━━━━━ EXERCISE DATA ━━━━━

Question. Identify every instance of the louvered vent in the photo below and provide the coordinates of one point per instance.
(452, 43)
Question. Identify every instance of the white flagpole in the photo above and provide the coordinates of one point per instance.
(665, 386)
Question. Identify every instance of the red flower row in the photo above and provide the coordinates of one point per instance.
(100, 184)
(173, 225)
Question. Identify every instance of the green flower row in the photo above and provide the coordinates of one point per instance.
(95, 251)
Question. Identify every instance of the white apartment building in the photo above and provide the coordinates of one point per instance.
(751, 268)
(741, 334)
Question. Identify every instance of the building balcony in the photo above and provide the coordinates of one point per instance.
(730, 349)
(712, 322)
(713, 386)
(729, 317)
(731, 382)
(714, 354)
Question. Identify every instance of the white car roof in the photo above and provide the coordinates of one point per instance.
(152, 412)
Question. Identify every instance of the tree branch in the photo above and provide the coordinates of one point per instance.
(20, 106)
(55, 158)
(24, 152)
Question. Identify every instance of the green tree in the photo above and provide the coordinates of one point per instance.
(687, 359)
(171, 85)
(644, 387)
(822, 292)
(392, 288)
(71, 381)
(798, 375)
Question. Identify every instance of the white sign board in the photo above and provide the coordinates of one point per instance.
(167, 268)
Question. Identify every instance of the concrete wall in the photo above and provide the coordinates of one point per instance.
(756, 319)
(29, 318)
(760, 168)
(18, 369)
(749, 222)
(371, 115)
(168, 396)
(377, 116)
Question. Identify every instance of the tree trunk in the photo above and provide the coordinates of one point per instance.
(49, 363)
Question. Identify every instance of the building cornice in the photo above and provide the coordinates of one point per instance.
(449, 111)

━━━━━
━━━━━ EXERCISE DATA ━━━━━

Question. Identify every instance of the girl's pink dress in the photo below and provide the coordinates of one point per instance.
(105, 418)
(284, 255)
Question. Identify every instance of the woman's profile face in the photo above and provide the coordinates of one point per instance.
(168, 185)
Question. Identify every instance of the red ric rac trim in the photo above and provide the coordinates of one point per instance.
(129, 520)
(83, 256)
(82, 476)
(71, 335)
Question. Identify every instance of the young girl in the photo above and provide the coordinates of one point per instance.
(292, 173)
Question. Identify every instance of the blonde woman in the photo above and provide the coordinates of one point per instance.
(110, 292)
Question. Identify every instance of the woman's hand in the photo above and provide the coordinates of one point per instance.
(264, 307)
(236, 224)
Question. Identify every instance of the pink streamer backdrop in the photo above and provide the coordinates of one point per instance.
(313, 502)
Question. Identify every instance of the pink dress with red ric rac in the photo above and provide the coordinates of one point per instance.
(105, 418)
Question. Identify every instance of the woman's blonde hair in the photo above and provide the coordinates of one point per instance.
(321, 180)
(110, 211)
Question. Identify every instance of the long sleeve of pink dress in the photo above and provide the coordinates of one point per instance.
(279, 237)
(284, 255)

━━━━━

* **TASK REQUIREMENTS**:
Report every line of the items above that contains the word "blonde", copying each such line in full.

* **FULL SOLUTION**:
Question. Identify every instance of the blonde woman in the photo above and provide the coordinates of one point per instance.
Question. Identify every instance of the woman's blonde hair in the photo above and provide the coordinates of one point per instance.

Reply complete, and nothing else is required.